* [Extract]
▼
US says Syria-Iraq civilian deaths from airstrikes in 'hundreds'

The US claims that less than 500 civilians have died in coalition airstrikes against IS in Syria and Iraq, but this figure is seriously disputed by independent investigators.
1 min read
03 June, 2017
US air strikes have helped Kurdish forces fight back against IS [AFP]

US-led coalition airstrikes on Islamic State group territories in Syria and Iraq have killed 484 civilians since mid-2014, the US military claimed on Friday.

It comes after an airstrike by Operation Inherent Resolve coalition aircraft bombed an IS sniper position in west Mosul in March killed 105 civilians when explosives collapsed a building on top of civilians.

There have been other claims of mass casualties from other airstrikes in Syria and Iraq.

The Inherent Resolve task force insists it does everything possible to avoid civilian casualties and publishes all. 

It stressed only 0.27 percent of its 21,035 strikes since the operation began had produced "credible" civilian death reports.

The US claims are seriously disputed by monitoring groups and non-governmental organisations who say the coalition under-reports civilian deaths.

Airwars, a journalist collective based in London that compiles data from public sources, estimated more than 3,800 non-combatants were killed since the operations began in August 2014.

The Syrian Observatory for Human Rights estimates that in the month from April 23 to May 23, 225 civilians were killed in Syria alone, the heaviest monthly toll since 2014.

The official report Friday only covers reported incidents through the end of April.
▲
* [Entries shown]
▼
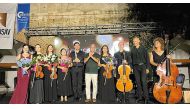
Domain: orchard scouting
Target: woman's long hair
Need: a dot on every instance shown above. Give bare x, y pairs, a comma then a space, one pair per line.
107, 49
23, 48
161, 41
65, 51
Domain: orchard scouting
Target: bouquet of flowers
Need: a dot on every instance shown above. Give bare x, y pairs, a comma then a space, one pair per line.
37, 59
65, 63
52, 60
23, 63
109, 60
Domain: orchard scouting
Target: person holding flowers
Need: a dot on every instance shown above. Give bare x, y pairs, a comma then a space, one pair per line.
50, 75
24, 59
36, 84
64, 85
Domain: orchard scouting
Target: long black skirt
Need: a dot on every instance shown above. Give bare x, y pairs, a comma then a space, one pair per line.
50, 86
106, 88
64, 85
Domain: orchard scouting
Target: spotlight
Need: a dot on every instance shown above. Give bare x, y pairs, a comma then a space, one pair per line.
57, 42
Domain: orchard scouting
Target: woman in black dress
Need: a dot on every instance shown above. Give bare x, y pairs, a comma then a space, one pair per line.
106, 86
50, 80
156, 56
36, 84
64, 86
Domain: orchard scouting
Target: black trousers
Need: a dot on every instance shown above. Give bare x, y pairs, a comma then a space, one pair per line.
141, 77
77, 78
2, 77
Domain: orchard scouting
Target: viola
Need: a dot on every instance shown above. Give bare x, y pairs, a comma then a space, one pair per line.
108, 71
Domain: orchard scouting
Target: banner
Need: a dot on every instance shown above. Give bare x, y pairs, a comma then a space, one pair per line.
23, 16
7, 21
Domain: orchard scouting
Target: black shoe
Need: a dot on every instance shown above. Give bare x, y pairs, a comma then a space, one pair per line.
139, 100
80, 99
146, 101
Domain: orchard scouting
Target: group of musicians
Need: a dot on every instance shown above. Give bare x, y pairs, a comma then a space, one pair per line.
64, 78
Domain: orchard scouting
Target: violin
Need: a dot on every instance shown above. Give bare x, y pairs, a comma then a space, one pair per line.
108, 71
39, 73
124, 83
167, 90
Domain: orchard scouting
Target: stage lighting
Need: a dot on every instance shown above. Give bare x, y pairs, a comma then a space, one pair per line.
57, 42
104, 39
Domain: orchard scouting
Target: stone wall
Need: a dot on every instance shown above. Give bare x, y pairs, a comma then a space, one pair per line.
66, 14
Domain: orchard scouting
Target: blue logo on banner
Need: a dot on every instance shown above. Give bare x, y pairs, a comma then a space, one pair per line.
23, 16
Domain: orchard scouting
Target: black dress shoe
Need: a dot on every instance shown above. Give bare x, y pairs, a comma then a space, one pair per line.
146, 101
80, 99
139, 100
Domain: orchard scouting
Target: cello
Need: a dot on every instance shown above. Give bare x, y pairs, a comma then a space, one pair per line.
124, 83
167, 90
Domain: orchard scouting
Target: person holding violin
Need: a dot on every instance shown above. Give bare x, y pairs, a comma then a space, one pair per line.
106, 84
156, 56
50, 76
91, 72
36, 84
64, 85
121, 56
77, 57
140, 61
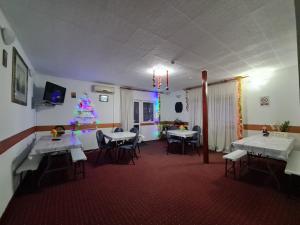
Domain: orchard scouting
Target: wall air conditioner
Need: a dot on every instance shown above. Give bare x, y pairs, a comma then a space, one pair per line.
103, 89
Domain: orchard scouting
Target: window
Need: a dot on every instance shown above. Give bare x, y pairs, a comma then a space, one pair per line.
148, 111
136, 112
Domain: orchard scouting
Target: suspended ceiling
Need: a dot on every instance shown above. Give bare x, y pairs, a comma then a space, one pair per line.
117, 41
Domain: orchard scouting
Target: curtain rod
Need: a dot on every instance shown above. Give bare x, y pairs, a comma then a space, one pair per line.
218, 82
137, 89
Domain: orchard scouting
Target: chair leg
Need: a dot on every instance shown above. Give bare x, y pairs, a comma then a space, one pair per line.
83, 169
132, 156
98, 156
168, 148
139, 148
234, 172
198, 150
75, 170
226, 167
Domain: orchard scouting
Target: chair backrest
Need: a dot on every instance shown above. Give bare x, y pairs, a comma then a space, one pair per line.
134, 130
197, 135
172, 128
100, 138
118, 129
135, 140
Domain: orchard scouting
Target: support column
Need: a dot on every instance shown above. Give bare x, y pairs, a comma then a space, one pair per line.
205, 117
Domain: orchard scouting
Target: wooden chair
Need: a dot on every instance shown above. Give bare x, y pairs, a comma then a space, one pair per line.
234, 156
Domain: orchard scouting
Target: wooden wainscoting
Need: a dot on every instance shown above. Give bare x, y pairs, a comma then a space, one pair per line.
292, 129
7, 143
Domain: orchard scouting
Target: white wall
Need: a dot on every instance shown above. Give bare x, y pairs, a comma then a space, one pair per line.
149, 131
108, 112
14, 118
167, 108
282, 86
283, 89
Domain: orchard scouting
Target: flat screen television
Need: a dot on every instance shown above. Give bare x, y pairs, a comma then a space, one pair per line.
103, 98
54, 93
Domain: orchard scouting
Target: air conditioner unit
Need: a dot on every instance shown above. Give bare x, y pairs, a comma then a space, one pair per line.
103, 89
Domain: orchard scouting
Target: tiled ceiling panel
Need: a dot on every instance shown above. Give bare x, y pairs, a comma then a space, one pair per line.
118, 41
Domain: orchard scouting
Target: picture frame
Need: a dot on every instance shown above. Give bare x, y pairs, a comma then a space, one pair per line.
103, 98
19, 88
265, 101
4, 58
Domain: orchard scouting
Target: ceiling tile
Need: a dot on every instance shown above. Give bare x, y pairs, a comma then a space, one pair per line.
192, 8
219, 13
116, 41
188, 37
240, 34
168, 22
276, 19
210, 48
144, 40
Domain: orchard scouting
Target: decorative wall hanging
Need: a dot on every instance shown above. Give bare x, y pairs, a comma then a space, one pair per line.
73, 94
157, 80
178, 107
186, 101
264, 101
19, 79
4, 58
84, 114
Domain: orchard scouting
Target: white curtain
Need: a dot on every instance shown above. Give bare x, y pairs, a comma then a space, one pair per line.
222, 112
126, 109
195, 107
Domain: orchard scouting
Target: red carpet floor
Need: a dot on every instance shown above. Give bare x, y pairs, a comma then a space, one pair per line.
159, 189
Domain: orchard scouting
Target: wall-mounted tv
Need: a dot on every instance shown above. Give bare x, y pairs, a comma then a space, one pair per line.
103, 98
54, 93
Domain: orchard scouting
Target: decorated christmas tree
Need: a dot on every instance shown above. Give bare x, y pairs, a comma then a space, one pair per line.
84, 114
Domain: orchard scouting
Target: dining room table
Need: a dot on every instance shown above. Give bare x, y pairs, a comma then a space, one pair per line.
183, 135
49, 147
117, 138
266, 148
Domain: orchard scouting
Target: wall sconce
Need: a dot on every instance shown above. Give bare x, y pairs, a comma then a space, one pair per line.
8, 35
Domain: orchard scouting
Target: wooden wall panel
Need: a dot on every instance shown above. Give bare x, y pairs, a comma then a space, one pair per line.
292, 129
14, 139
7, 143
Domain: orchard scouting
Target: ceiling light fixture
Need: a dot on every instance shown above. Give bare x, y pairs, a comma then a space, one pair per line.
8, 35
158, 72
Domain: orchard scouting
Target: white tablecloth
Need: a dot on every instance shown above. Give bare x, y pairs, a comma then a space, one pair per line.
45, 144
182, 133
271, 146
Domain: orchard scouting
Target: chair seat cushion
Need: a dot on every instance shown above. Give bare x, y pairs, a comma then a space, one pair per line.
174, 141
235, 155
77, 155
30, 164
126, 146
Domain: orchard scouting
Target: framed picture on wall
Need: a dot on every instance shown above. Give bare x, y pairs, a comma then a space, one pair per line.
19, 79
4, 58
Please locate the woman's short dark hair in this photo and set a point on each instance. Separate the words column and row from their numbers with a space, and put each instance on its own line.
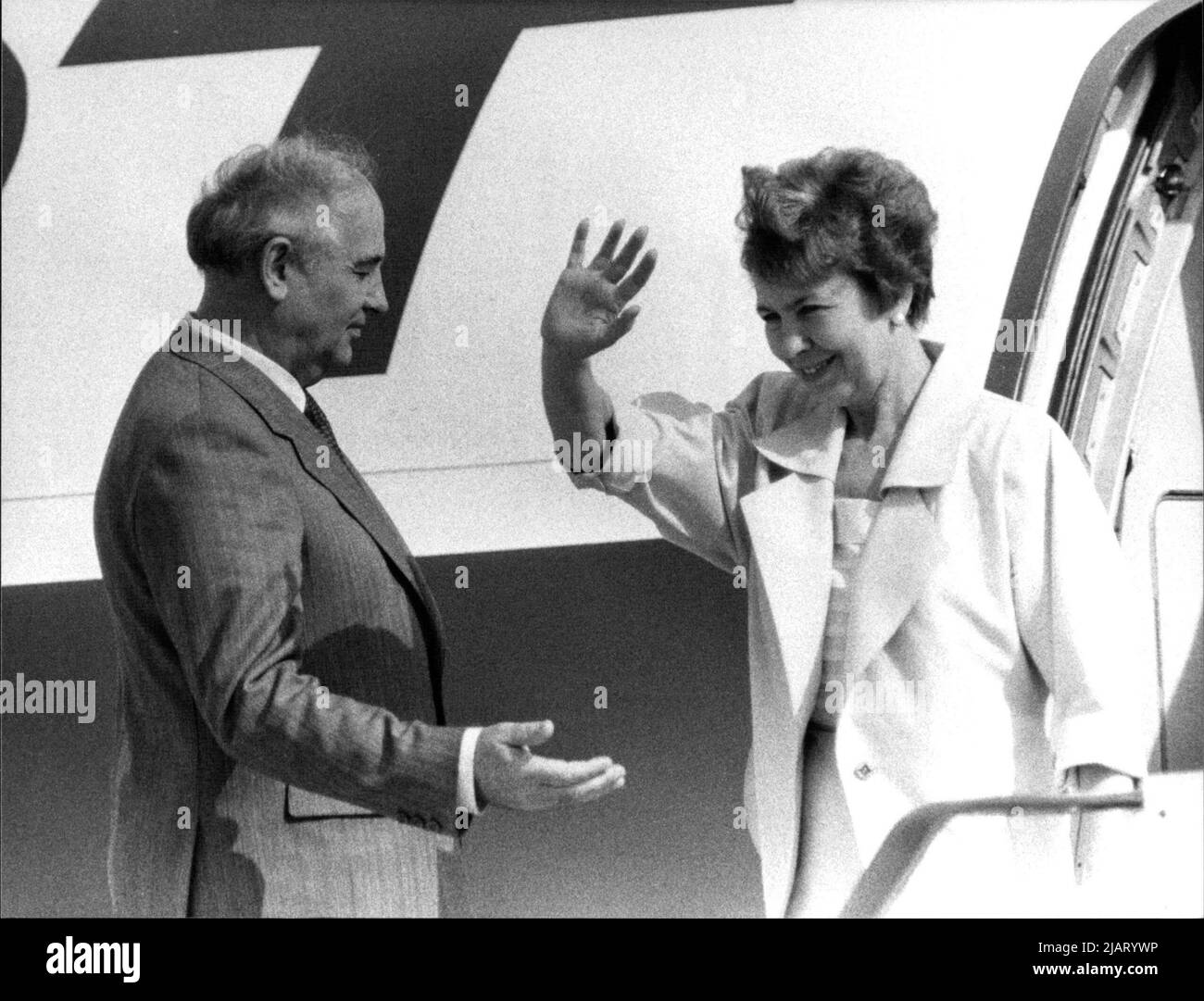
column 271, row 190
column 842, row 209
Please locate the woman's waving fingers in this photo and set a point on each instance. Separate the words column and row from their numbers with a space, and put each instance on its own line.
column 637, row 280
column 577, row 253
column 606, row 252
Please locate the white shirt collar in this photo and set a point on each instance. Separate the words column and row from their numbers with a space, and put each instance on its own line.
column 280, row 376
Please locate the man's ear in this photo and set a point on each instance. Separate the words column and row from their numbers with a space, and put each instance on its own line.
column 902, row 306
column 275, row 261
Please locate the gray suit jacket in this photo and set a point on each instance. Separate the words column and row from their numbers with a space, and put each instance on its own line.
column 282, row 750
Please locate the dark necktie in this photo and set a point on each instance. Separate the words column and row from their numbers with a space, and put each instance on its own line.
column 318, row 419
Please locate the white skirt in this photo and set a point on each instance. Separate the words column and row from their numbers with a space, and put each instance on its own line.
column 829, row 864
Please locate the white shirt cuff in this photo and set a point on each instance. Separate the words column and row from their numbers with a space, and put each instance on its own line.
column 466, row 791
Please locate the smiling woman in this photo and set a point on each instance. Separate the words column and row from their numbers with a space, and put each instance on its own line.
column 898, row 530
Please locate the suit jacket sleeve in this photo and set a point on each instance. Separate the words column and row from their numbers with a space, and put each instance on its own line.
column 1076, row 610
column 687, row 482
column 219, row 534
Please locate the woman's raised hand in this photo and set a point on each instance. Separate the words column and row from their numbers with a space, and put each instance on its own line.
column 588, row 309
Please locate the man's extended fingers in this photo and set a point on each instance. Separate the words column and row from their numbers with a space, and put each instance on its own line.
column 609, row 781
column 606, row 252
column 627, row 256
column 553, row 771
column 637, row 280
column 577, row 254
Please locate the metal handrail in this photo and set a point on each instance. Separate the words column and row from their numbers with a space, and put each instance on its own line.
column 908, row 840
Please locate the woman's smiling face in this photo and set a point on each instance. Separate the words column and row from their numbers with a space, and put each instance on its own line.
column 831, row 333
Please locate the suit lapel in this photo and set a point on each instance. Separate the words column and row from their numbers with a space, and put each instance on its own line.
column 901, row 555
column 904, row 546
column 790, row 529
column 328, row 469
column 790, row 526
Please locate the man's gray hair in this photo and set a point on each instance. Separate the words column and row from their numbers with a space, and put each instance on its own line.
column 271, row 190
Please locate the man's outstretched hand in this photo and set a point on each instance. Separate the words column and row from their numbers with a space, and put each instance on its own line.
column 509, row 775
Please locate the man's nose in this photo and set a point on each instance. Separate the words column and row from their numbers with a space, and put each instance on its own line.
column 377, row 301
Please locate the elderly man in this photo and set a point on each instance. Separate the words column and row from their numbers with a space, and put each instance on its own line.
column 283, row 743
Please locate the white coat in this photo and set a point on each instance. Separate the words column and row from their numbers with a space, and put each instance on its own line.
column 991, row 582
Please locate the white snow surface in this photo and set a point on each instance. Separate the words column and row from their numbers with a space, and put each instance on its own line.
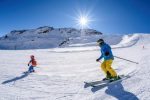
column 61, row 72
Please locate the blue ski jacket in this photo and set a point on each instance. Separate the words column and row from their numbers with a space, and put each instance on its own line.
column 106, row 52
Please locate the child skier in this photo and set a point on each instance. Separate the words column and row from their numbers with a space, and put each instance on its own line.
column 106, row 53
column 33, row 64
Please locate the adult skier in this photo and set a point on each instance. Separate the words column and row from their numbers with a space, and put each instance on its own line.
column 32, row 63
column 106, row 53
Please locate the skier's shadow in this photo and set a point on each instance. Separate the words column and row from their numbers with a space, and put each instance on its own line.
column 16, row 78
column 117, row 90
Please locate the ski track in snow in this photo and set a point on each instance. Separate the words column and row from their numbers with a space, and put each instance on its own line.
column 61, row 73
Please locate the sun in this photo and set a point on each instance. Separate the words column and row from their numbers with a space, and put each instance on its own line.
column 83, row 21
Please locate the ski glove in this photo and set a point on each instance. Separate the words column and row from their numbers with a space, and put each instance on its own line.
column 106, row 53
column 97, row 60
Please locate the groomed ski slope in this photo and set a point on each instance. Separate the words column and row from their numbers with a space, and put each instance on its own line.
column 61, row 73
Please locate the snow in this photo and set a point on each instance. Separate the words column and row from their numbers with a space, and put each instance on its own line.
column 61, row 72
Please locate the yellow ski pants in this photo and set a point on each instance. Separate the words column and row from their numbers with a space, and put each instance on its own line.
column 106, row 67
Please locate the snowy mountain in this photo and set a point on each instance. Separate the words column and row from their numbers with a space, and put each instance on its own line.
column 61, row 72
column 47, row 37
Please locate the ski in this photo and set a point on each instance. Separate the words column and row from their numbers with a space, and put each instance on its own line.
column 102, row 82
column 109, row 82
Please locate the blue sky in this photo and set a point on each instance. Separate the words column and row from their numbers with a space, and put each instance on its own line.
column 110, row 16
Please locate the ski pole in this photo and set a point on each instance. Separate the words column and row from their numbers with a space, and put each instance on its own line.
column 127, row 60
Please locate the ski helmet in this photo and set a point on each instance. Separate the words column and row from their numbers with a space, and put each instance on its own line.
column 32, row 56
column 100, row 41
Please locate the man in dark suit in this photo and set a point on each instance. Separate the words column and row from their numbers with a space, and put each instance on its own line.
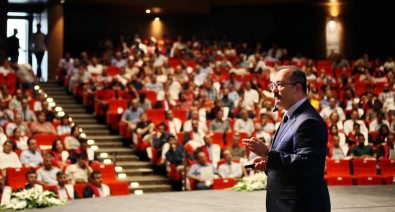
column 295, row 164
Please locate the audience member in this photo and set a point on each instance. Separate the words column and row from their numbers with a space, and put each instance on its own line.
column 96, row 188
column 8, row 158
column 230, row 169
column 218, row 124
column 20, row 141
column 212, row 151
column 64, row 127
column 41, row 126
column 18, row 123
column 132, row 115
column 6, row 115
column 65, row 191
column 47, row 173
column 173, row 124
column 386, row 150
column 244, row 123
column 325, row 112
column 202, row 172
column 5, row 192
column 32, row 182
column 237, row 151
column 376, row 123
column 80, row 171
column 361, row 150
column 59, row 154
column 32, row 156
column 72, row 142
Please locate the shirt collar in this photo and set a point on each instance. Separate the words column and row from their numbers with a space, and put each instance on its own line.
▲
* [Activity list]
- 1) From the article on civilian deaths from coalition airstrikes, write out the passage starting with "US says Syria-Iraq" and going on through "Syria and Iraq.".
- 2) List every figure for civilians killed that the article on civilian deaths from coalition airstrikes gives, and say what each figure refers to.

* [Answer set]
- 1)
US says Syria-Iraq civilian deaths from airstrikes in 'hundreds'

The US claims that less than 500 civilians have died in coalition airstrikes against IS in Syria and Iraq, but this figure is seriously disputed by independent investigators.
1 min read
03 June, 2017
US air strikes have helped Kurdish forces fight back against IS [AFP]

US-led coalition airstrikes on Islamic State group territories in Syria and Iraq have killed 484 civilians since mid-2014, the US military claimed on Friday.

It comes after an airstrike by Operation Inherent Resolve coalition aircraft bombed an IS sniper position in west Mosul in March killed 105 civilians when explosives collapsed a building on top of civilians.

There have been other claims of mass casualties from other airstrikes in Syria and Iraq.

- 2)
- Less than 500: the US claim for civilians killed in coalition airstrikes against IS in Syria and Iraq
- 484: civilians killed by US-led coalition airstrikes in Syria and Iraq since mid-2014, as claimed by the US military
- 105: civilians killed when a coalition airstrike on an IS sniper position in west Mosul in March collapsed a building
- More than 3,800: non-combatants killed since August 2014, as estimated by Airwars
- 225: civilians killed in Syria alone from April 23 to May 23, as estimated by the Syrian Observatory for Human Rights